Stored rows >>

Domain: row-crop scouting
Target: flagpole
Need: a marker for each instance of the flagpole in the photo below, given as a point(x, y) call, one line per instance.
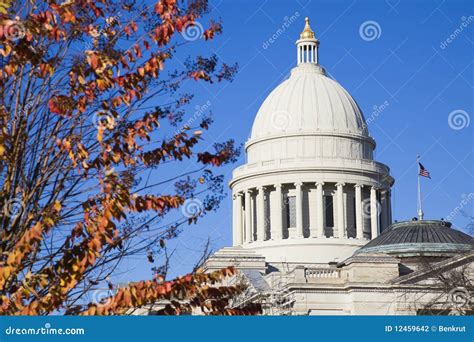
point(420, 209)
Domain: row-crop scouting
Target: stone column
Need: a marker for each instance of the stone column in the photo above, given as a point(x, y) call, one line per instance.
point(237, 219)
point(374, 220)
point(277, 226)
point(340, 211)
point(261, 214)
point(299, 210)
point(248, 217)
point(358, 213)
point(319, 210)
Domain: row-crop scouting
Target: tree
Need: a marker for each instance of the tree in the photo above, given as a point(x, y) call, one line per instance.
point(81, 137)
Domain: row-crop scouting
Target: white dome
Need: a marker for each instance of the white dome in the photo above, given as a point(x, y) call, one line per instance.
point(309, 101)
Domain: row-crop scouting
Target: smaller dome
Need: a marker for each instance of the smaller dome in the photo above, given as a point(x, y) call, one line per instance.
point(427, 237)
point(307, 32)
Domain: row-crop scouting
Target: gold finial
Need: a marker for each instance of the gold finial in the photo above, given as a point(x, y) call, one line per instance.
point(307, 32)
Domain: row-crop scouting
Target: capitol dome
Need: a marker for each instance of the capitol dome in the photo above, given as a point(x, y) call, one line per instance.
point(309, 101)
point(310, 190)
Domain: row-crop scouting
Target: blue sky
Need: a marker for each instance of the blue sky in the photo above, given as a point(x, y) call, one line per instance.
point(423, 82)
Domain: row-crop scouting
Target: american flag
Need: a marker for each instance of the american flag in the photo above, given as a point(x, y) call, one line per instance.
point(424, 172)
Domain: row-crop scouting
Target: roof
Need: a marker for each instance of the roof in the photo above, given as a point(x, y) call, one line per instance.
point(415, 237)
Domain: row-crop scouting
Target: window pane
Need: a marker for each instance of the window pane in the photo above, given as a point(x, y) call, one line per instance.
point(329, 211)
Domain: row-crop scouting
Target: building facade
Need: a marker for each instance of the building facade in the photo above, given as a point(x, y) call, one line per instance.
point(312, 219)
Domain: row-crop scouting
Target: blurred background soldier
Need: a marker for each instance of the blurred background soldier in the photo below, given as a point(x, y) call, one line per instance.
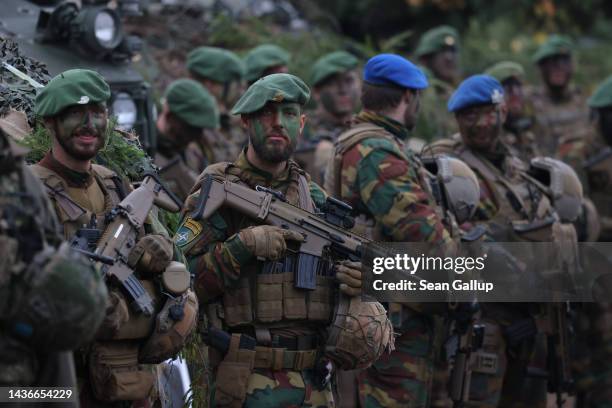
point(561, 110)
point(512, 212)
point(221, 72)
point(384, 183)
point(438, 52)
point(225, 252)
point(188, 109)
point(594, 332)
point(264, 60)
point(518, 127)
point(336, 88)
point(110, 370)
point(52, 299)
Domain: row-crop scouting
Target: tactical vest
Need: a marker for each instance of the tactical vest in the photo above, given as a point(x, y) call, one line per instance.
point(560, 122)
point(110, 365)
point(265, 297)
point(73, 216)
point(365, 224)
point(599, 174)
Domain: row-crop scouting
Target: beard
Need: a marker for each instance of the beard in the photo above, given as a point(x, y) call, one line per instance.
point(70, 145)
point(273, 153)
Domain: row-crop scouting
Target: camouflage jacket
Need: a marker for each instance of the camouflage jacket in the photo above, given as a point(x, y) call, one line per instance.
point(213, 249)
point(521, 139)
point(385, 184)
point(559, 122)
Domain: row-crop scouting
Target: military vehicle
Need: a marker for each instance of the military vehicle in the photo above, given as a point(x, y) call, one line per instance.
point(86, 34)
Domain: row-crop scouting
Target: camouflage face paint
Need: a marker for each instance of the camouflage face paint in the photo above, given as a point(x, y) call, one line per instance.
point(339, 95)
point(480, 126)
point(81, 130)
point(275, 129)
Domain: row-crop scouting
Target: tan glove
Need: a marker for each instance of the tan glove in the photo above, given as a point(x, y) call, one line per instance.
point(348, 274)
point(152, 254)
point(268, 241)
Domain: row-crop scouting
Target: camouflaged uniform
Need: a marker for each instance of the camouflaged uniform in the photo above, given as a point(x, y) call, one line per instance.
point(315, 149)
point(509, 199)
point(521, 139)
point(559, 122)
point(593, 163)
point(385, 185)
point(52, 300)
point(226, 273)
point(434, 121)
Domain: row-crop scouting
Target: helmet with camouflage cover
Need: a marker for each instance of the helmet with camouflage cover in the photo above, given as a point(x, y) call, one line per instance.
point(65, 301)
point(457, 185)
point(563, 184)
point(359, 334)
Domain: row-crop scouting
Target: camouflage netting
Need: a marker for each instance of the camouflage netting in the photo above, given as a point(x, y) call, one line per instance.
point(15, 92)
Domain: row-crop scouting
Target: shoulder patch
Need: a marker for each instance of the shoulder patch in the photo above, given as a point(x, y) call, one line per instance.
point(187, 232)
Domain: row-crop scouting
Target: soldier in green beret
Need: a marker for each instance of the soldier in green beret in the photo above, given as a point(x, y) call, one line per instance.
point(561, 110)
point(264, 60)
point(593, 162)
point(336, 89)
point(188, 110)
point(438, 52)
point(518, 132)
point(221, 72)
point(73, 109)
point(225, 252)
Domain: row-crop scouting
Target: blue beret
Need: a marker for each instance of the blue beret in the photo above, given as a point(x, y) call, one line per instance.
point(391, 69)
point(476, 90)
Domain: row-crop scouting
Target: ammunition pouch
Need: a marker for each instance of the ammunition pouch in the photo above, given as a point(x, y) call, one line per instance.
point(233, 375)
point(276, 299)
point(174, 323)
point(122, 322)
point(115, 374)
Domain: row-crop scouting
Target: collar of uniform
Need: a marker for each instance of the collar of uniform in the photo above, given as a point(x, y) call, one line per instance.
point(390, 125)
point(73, 178)
point(254, 176)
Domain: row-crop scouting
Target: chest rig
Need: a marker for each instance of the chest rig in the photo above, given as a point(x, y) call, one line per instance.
point(365, 223)
point(266, 296)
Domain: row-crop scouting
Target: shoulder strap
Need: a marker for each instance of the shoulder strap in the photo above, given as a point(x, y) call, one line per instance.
point(346, 141)
point(56, 189)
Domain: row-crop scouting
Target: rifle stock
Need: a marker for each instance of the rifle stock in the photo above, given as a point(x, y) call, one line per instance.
point(121, 234)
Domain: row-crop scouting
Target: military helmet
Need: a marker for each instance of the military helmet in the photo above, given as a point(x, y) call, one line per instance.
point(359, 334)
point(455, 185)
point(66, 301)
point(563, 184)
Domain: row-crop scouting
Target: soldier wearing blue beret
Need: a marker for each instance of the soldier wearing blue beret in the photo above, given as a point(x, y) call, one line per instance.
point(378, 176)
point(511, 203)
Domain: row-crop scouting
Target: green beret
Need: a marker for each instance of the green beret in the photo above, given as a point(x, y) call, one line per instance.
point(215, 63)
point(555, 45)
point(506, 69)
point(263, 57)
point(72, 87)
point(272, 88)
point(437, 38)
point(192, 103)
point(330, 64)
point(602, 97)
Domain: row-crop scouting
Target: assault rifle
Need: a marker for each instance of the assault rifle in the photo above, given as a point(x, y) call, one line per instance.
point(324, 240)
point(123, 225)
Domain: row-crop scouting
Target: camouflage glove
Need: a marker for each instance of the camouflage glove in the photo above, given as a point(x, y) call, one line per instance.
point(152, 254)
point(349, 275)
point(268, 241)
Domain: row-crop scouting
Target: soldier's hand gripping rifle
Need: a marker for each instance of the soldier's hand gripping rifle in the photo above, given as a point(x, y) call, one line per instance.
point(322, 235)
point(120, 235)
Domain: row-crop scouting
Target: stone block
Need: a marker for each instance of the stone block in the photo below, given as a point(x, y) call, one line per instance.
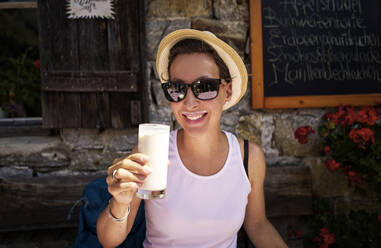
point(245, 129)
point(326, 183)
point(157, 29)
point(41, 153)
point(288, 191)
point(285, 141)
point(362, 198)
point(258, 127)
point(179, 8)
point(234, 10)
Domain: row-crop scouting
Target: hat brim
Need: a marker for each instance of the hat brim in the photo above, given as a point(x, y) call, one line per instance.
point(231, 58)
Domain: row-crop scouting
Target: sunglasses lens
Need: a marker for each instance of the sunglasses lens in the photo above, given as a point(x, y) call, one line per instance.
point(207, 89)
point(203, 89)
point(174, 92)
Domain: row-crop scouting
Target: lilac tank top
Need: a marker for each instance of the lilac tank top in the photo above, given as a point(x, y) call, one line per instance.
point(199, 211)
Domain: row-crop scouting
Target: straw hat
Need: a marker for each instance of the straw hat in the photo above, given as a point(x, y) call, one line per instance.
point(231, 58)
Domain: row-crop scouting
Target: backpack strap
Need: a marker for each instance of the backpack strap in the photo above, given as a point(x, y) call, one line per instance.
point(246, 155)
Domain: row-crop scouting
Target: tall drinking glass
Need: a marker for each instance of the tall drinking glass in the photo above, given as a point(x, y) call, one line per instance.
point(154, 142)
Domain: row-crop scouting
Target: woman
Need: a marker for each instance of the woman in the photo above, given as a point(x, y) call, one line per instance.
point(208, 194)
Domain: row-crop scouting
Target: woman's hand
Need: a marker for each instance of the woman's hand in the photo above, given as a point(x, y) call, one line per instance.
point(125, 175)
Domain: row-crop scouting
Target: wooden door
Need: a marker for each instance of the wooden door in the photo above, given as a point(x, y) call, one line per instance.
point(93, 70)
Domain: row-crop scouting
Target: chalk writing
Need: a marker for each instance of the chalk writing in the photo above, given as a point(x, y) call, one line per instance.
point(313, 41)
point(90, 8)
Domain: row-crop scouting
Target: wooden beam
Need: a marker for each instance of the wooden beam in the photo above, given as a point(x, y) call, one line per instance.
point(19, 5)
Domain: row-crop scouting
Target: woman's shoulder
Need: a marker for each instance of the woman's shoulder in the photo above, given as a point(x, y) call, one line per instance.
point(256, 164)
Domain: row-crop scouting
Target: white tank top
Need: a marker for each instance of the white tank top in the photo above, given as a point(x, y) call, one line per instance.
point(199, 211)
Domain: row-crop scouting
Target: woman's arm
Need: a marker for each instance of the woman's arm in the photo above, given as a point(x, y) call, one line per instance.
point(260, 231)
point(123, 186)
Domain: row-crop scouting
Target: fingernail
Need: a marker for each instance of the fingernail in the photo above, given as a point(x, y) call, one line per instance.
point(147, 169)
point(144, 158)
point(141, 177)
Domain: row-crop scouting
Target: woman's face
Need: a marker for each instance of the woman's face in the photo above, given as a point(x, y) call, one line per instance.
point(198, 116)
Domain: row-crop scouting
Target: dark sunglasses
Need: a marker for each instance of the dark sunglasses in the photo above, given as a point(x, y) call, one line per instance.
point(203, 89)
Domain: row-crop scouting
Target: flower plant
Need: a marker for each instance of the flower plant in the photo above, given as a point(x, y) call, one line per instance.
point(351, 143)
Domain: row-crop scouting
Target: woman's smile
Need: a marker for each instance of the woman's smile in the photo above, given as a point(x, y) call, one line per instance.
point(195, 116)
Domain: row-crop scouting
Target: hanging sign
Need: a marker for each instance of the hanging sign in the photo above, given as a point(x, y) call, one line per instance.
point(90, 9)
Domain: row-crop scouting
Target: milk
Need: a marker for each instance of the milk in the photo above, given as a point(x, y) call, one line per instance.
point(154, 142)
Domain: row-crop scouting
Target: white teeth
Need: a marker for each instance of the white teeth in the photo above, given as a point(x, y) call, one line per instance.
point(193, 118)
point(194, 115)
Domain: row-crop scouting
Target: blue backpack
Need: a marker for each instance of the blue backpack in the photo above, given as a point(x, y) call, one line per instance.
point(94, 199)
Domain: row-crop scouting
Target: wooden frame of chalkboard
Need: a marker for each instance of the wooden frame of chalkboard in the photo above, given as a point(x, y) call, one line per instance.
point(261, 100)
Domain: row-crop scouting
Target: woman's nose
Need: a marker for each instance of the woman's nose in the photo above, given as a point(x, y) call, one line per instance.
point(190, 100)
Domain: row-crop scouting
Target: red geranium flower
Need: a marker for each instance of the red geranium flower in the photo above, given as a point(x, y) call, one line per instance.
point(302, 133)
point(298, 233)
point(361, 136)
point(327, 238)
point(331, 164)
point(36, 64)
point(367, 115)
point(354, 177)
point(345, 116)
point(327, 149)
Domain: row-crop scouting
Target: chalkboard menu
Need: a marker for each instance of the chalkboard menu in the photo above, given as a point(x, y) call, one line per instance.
point(317, 48)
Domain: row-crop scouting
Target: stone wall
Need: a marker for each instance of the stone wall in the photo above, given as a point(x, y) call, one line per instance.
point(86, 151)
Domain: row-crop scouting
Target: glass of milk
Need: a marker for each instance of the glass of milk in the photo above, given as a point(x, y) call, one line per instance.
point(154, 142)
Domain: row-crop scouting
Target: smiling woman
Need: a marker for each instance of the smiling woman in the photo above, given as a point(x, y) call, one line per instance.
point(209, 194)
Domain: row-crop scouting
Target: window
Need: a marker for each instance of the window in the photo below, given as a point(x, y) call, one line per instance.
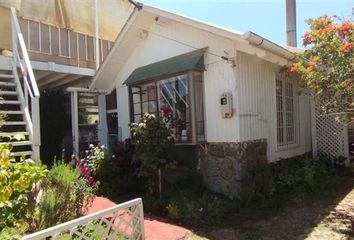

Exercise instructions >> Starting at the first of the rows above and ending after the line that contains "point(420, 209)", express those lines as a JSON list of strings with one string per line. Leave out blank lines and the pictures.

Response >>
[
  "Domain: row-crop scouting",
  "Target: flagpole",
  "Need: a marker for each instance of the flagpole in the photo below, given as a point(x, y) call, one line per instance.",
  "point(420, 209)"
]